» Task to complete
Give the items below as a numbered list, leaving out any blank lines.

» Dataset rows
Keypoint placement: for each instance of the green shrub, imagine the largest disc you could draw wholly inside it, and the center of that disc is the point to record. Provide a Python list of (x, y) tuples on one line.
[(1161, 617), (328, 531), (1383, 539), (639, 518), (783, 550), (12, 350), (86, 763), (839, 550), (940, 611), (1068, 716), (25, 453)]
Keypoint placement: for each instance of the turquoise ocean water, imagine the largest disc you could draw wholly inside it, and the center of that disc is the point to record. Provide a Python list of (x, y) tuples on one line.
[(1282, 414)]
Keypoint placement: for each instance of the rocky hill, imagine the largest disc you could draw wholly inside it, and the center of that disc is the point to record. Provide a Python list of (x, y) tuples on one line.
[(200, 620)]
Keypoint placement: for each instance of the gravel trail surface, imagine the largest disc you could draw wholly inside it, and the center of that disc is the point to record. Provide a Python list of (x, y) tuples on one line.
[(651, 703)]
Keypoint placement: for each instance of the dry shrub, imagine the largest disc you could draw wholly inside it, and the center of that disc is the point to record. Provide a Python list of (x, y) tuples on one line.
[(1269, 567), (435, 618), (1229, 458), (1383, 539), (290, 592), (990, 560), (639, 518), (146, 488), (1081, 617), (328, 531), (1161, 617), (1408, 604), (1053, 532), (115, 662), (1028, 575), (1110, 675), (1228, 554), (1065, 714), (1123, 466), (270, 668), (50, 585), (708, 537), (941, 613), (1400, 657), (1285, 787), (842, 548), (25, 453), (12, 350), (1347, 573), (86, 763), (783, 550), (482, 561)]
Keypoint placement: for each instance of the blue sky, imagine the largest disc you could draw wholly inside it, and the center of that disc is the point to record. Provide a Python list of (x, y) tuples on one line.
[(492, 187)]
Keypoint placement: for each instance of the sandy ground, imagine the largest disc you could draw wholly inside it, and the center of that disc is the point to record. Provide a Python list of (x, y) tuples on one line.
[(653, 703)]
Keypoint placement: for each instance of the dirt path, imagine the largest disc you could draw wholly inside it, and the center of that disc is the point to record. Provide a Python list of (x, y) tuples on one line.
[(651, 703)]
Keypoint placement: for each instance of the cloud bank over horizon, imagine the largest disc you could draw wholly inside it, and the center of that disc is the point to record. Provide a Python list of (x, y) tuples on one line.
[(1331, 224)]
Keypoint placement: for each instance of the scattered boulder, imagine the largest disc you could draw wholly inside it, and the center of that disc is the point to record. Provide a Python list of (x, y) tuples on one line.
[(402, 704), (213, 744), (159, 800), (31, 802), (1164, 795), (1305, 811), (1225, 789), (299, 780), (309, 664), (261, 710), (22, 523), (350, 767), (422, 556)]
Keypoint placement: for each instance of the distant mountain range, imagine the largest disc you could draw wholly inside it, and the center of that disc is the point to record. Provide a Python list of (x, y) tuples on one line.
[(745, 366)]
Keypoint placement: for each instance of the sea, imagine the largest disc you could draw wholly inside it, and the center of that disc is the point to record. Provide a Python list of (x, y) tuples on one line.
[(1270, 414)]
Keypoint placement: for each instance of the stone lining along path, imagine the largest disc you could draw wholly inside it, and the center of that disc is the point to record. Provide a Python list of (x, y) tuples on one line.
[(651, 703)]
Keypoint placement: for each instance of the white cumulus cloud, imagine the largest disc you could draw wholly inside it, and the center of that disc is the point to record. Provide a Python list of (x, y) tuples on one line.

» Result
1. Keypoint placement: for each instance of the green shrub, imagine the largest disc you could draw wholly inside it, and the center of that disc is the point to record. Provide a Python list of (x, y) tuples on one line.
2. [(1161, 617), (328, 531), (1383, 539), (639, 518), (783, 550), (12, 350), (86, 763), (839, 550), (940, 611), (1068, 716), (25, 453)]
3. Keypoint placement: for each instance of the turquoise ocean water, imagine the largest disc you could draw wholly inside it, and the center of that disc is the point to record. Provide a Python list of (x, y) tuples on one line.
4. [(1282, 414)]
5. Keypoint placement: for each instance of the rocky hill, imagine the largest disc you could draw wholly inside it, and the center of that disc is the point to record. Provide a Python list of (x, y) tuples on one line.
6. [(200, 620)]
7. Keypoint placement: for each instance of the gravel trail surface, imagine the largest disc you could draw wholly inside it, and the center of that disc is the point to record. Provide a Python list of (x, y) tuples on one line.
8. [(651, 703)]
9. Keypoint placement: for each instance of the dry shrub, imagine the largest disc you could draw wholly inside it, and the center of that disc is the point to record. Provide a Python list of (x, y) tuples on one line.
10. [(1269, 567), (435, 618), (1229, 458), (1383, 539), (290, 592), (990, 560), (639, 518), (146, 488), (1081, 617), (328, 531), (1161, 617), (1408, 604), (1053, 532), (115, 662), (1028, 575), (1110, 675), (1228, 554), (1065, 714), (1123, 466), (270, 668), (50, 585), (708, 537), (941, 613), (1400, 657), (1285, 787), (842, 548), (25, 453), (12, 350), (1347, 573), (86, 763), (783, 550), (482, 561)]
11. Keypoint placement: for each instance of the blue sky, imagine the largest disc you could draw wholly inside it, and the center of that disc is the point to record. Provide a Python list of (x, y) tuples on one line.
12. [(492, 187)]
13. Keypoint placement: for each instance of the sandy ground, imagine the largest disc you could draw wholly inside it, and the center of that disc is the point to record. Provide a Python list of (x, y) tuples on one line.
14. [(653, 703)]
15. Keypoint placement: for each instance of the dirt path, imagine the largest disc you could draw wholly inside it, and the center of that disc is the point to record. Provide a Python list of (x, y) tuples on one line.
16. [(651, 703)]
17. Keypoint placement: for each instance of the cloud bank over horizon, imagine the largest disc you could draw wholly inside it, and the center of that disc is the point to record. Provide a Python list of (x, y) tuples on one line.
18. [(1331, 224)]
19. Keypoint placement: for each instance of the scattered boulder, imagine the largest disc you could draw wholly inside it, and the center of that disc is the point to record. Provide a Python list of (x, y) tuples on one line.
20. [(402, 704), (213, 744), (159, 800), (31, 802), (1164, 795), (1305, 811), (1225, 789), (299, 780), (309, 664), (261, 710), (22, 523), (350, 767), (422, 556)]
21. Keypoint placement: for each instance of the distant mountain range, imagine the largest disc you could draw wholly inside it, and the center of that disc is the point to record. Provide a Python list of (x, y) tuples on one line.
22. [(745, 366)]
23. Keypoint placement: for each instance of the sea, imagine the largest disc you could draw wholly inside it, and the center of that disc is the point to record. Provide a Python list of (x, y) tuples on one line.
24. [(1270, 414)]
25. Keypoint placement: for each instance of the stone lining along path, imagine the largest disc you could draw wholly inside it, and the center of that disc is the point to record. Provide a Python list of (x, y) tuples on one line.
26. [(651, 703)]
27. Keypoint placement: for each instance of the white cumulus cloud, imagine the largest disc you could draw wholly inside it, and the center of that disc is the point to record. Provide a Python list of (x, y) tuples on one line.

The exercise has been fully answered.